REQUIRED WORK: When the line with "Target: stone floor tile" appears below, start repeating lines exactly, and keep going through the line with "Target: crossed bamboo pole"; add nothing outside that span.

[Referring expression data]
....................

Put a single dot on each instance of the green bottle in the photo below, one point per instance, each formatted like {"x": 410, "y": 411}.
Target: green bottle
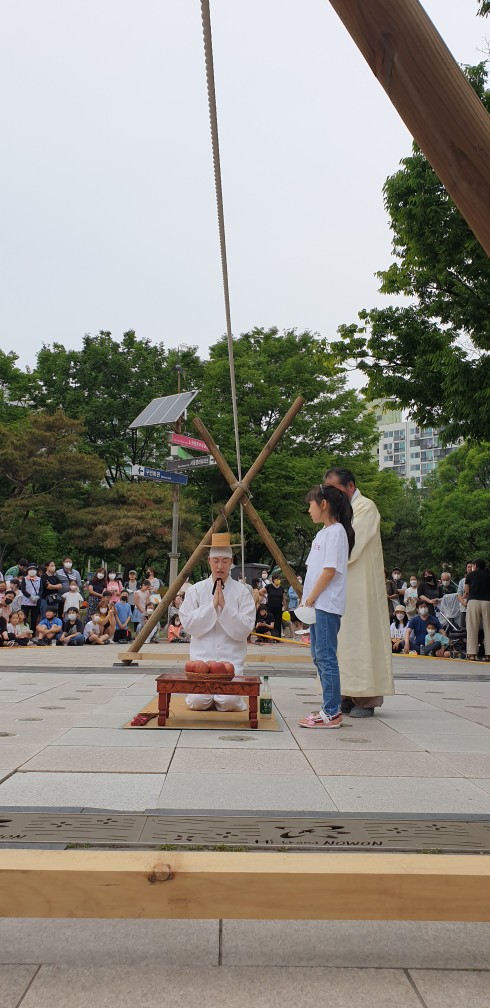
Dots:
{"x": 265, "y": 704}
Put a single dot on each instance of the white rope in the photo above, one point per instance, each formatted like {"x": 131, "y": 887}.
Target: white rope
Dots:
{"x": 210, "y": 79}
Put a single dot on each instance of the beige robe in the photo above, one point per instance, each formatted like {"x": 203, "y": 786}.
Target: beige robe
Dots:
{"x": 364, "y": 642}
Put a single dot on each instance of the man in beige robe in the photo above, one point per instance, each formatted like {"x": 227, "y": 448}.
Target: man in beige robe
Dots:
{"x": 364, "y": 643}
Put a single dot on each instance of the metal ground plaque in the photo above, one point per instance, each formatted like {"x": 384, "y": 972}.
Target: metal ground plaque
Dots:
{"x": 265, "y": 832}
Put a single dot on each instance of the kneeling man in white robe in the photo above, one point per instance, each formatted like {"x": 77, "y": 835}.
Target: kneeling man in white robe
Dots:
{"x": 219, "y": 613}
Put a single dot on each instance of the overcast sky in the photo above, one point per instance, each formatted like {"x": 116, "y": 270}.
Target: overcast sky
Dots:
{"x": 108, "y": 216}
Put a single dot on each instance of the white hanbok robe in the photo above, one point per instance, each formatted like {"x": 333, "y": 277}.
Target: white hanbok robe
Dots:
{"x": 218, "y": 634}
{"x": 364, "y": 644}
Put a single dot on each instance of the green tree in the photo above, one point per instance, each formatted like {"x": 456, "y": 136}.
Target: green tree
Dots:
{"x": 44, "y": 479}
{"x": 456, "y": 509}
{"x": 106, "y": 385}
{"x": 433, "y": 355}
{"x": 130, "y": 524}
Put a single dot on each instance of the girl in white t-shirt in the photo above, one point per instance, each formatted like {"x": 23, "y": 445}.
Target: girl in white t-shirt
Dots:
{"x": 325, "y": 588}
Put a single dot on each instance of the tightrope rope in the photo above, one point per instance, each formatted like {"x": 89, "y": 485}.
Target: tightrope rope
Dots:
{"x": 210, "y": 80}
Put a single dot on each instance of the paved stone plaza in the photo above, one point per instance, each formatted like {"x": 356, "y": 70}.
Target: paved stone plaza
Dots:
{"x": 426, "y": 752}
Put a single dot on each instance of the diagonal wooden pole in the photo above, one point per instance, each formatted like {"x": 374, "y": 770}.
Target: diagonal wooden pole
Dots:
{"x": 238, "y": 494}
{"x": 431, "y": 93}
{"x": 249, "y": 508}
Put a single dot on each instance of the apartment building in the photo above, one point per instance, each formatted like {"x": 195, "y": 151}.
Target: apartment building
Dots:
{"x": 409, "y": 451}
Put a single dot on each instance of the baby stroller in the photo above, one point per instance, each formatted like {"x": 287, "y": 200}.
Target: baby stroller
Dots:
{"x": 456, "y": 632}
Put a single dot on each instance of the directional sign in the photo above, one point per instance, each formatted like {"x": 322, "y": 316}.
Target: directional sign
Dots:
{"x": 160, "y": 475}
{"x": 191, "y": 443}
{"x": 177, "y": 465}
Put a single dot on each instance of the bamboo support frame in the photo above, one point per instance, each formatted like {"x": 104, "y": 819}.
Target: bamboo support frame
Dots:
{"x": 236, "y": 498}
{"x": 433, "y": 97}
{"x": 187, "y": 885}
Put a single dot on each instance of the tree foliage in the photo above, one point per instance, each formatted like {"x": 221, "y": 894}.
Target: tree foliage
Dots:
{"x": 431, "y": 356}
{"x": 44, "y": 479}
{"x": 456, "y": 509}
{"x": 106, "y": 385}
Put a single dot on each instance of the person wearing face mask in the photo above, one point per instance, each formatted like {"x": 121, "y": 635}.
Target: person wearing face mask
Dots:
{"x": 429, "y": 590}
{"x": 275, "y": 593}
{"x": 97, "y": 586}
{"x": 410, "y": 596}
{"x": 30, "y": 587}
{"x": 436, "y": 642}
{"x": 100, "y": 629}
{"x": 72, "y": 599}
{"x": 73, "y": 629}
{"x": 416, "y": 629}
{"x": 114, "y": 586}
{"x": 50, "y": 588}
{"x": 122, "y": 613}
{"x": 131, "y": 587}
{"x": 67, "y": 573}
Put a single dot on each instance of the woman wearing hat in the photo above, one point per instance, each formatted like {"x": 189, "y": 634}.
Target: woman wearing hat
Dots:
{"x": 219, "y": 613}
{"x": 397, "y": 628}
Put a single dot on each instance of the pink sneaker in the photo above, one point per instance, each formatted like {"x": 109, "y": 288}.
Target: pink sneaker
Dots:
{"x": 321, "y": 720}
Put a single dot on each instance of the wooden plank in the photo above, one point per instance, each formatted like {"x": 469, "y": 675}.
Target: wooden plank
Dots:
{"x": 171, "y": 658}
{"x": 432, "y": 95}
{"x": 244, "y": 886}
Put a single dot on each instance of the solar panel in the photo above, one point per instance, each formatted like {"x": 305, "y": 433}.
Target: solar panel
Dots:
{"x": 167, "y": 409}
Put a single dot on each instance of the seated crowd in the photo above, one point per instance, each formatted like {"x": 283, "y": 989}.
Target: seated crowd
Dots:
{"x": 424, "y": 611}
{"x": 51, "y": 605}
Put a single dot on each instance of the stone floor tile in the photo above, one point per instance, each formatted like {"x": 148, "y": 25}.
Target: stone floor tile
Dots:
{"x": 380, "y": 943}
{"x": 235, "y": 987}
{"x": 229, "y": 739}
{"x": 237, "y": 790}
{"x": 483, "y": 782}
{"x": 377, "y": 764}
{"x": 469, "y": 764}
{"x": 14, "y": 981}
{"x": 103, "y": 942}
{"x": 470, "y": 743}
{"x": 453, "y": 989}
{"x": 360, "y": 739}
{"x": 252, "y": 761}
{"x": 124, "y": 792}
{"x": 405, "y": 794}
{"x": 101, "y": 759}
{"x": 150, "y": 738}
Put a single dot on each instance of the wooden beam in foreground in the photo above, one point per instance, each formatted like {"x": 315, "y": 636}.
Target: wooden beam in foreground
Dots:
{"x": 170, "y": 658}
{"x": 244, "y": 886}
{"x": 426, "y": 87}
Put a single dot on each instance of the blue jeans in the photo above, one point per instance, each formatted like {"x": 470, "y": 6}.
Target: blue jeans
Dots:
{"x": 323, "y": 644}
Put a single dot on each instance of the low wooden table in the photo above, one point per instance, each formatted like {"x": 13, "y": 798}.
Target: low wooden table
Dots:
{"x": 240, "y": 685}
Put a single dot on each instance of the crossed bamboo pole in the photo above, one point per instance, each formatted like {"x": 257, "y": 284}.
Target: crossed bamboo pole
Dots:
{"x": 239, "y": 495}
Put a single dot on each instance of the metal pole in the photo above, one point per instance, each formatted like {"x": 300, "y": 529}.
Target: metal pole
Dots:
{"x": 174, "y": 554}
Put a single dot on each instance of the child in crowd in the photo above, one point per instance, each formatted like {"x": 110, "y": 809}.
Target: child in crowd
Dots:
{"x": 122, "y": 613}
{"x": 264, "y": 624}
{"x": 49, "y": 629}
{"x": 410, "y": 596}
{"x": 436, "y": 642}
{"x": 73, "y": 629}
{"x": 176, "y": 633}
{"x": 397, "y": 629}
{"x": 147, "y": 613}
{"x": 72, "y": 599}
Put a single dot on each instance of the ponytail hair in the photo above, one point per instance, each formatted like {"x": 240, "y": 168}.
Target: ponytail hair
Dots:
{"x": 340, "y": 508}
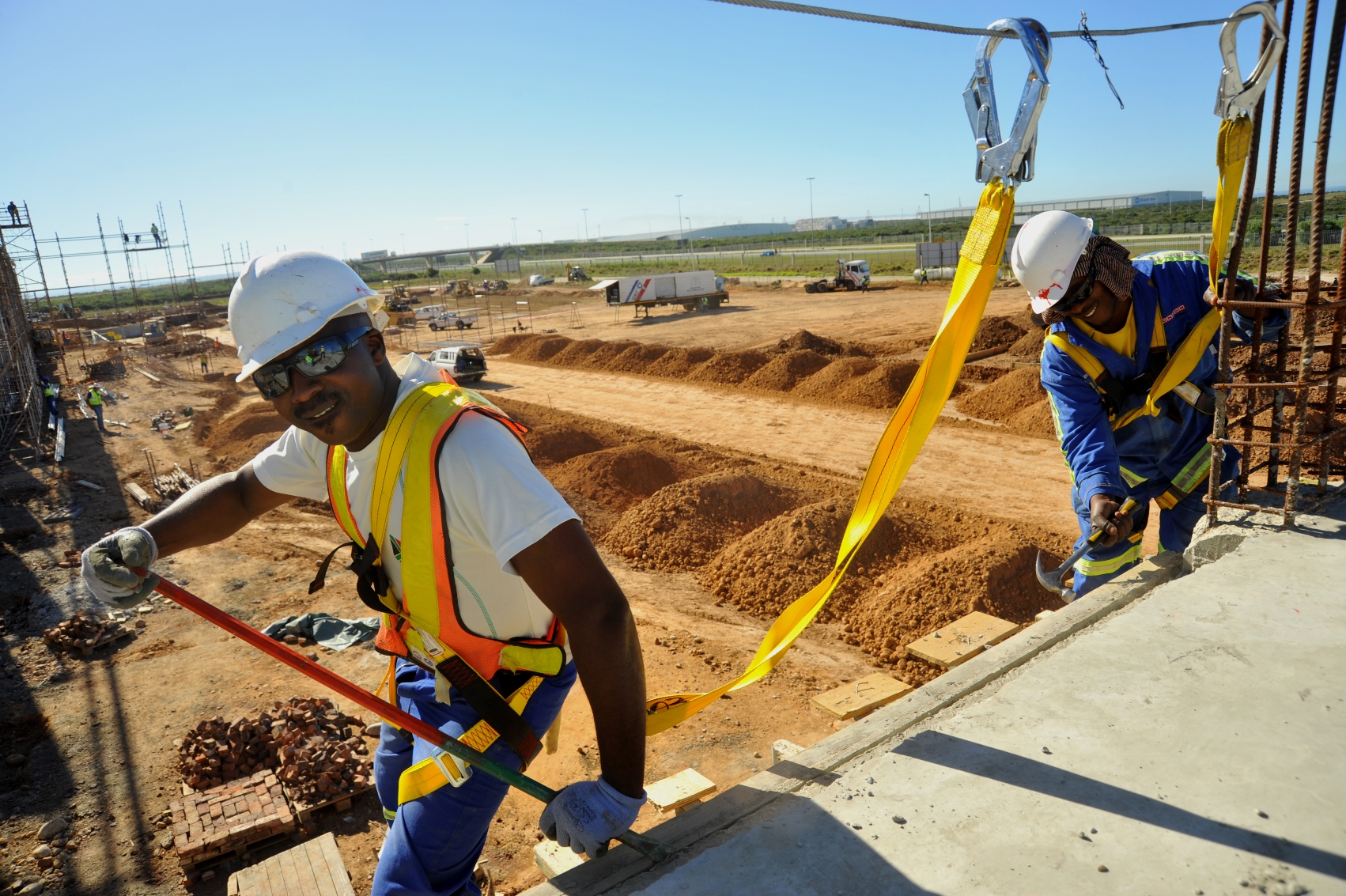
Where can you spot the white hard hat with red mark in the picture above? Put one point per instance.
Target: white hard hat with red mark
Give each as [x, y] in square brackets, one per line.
[1045, 255]
[283, 299]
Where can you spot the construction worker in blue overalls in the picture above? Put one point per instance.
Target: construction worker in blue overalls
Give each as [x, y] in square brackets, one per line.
[1116, 326]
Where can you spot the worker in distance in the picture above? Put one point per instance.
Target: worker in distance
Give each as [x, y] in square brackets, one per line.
[492, 596]
[1113, 324]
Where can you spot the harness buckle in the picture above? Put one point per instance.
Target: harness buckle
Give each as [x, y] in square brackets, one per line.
[1010, 159]
[1237, 96]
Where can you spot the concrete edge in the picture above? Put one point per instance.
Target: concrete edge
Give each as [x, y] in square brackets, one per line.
[819, 762]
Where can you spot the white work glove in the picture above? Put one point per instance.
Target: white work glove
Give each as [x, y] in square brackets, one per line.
[587, 815]
[105, 567]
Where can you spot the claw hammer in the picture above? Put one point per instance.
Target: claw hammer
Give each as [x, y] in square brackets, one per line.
[1052, 580]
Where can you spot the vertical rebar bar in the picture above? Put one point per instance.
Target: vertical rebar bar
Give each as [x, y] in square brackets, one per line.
[1315, 261]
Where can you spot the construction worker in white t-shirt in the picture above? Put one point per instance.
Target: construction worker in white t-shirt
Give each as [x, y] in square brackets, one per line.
[490, 592]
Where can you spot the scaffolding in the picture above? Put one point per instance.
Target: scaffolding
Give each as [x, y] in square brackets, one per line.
[21, 399]
[1282, 400]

....................

ANSWER FOR THE TASK:
Target: stone floor tile
Dots:
{"x": 380, "y": 943}
{"x": 235, "y": 987}
{"x": 229, "y": 739}
{"x": 237, "y": 790}
{"x": 483, "y": 782}
{"x": 377, "y": 764}
{"x": 469, "y": 764}
{"x": 14, "y": 981}
{"x": 103, "y": 942}
{"x": 470, "y": 743}
{"x": 453, "y": 989}
{"x": 360, "y": 739}
{"x": 252, "y": 761}
{"x": 124, "y": 792}
{"x": 405, "y": 794}
{"x": 101, "y": 759}
{"x": 150, "y": 738}
Put a single dot on each instance of the wooden beam in foreground in the photo above, one point per instance, each formatted like {"x": 315, "y": 636}.
Target: wooden beam in foreground
Dots:
{"x": 170, "y": 658}
{"x": 244, "y": 886}
{"x": 426, "y": 87}
Put a single dot on each instance of the blue jeans in the photo above, one point per instance, each formatted like {"x": 470, "y": 6}.
Target: blue jeans
Dots:
{"x": 323, "y": 644}
Put a single dot on each instance of the low wooden table in the photo above, one point per instance, each formatted like {"x": 13, "y": 798}.
Target: low wooden table
Dots:
{"x": 240, "y": 685}
Put a single dot on each instance of the crossed bamboo pole in the photo above, one point per instance, each formatted like {"x": 257, "y": 284}.
Target: crossed bamboo pole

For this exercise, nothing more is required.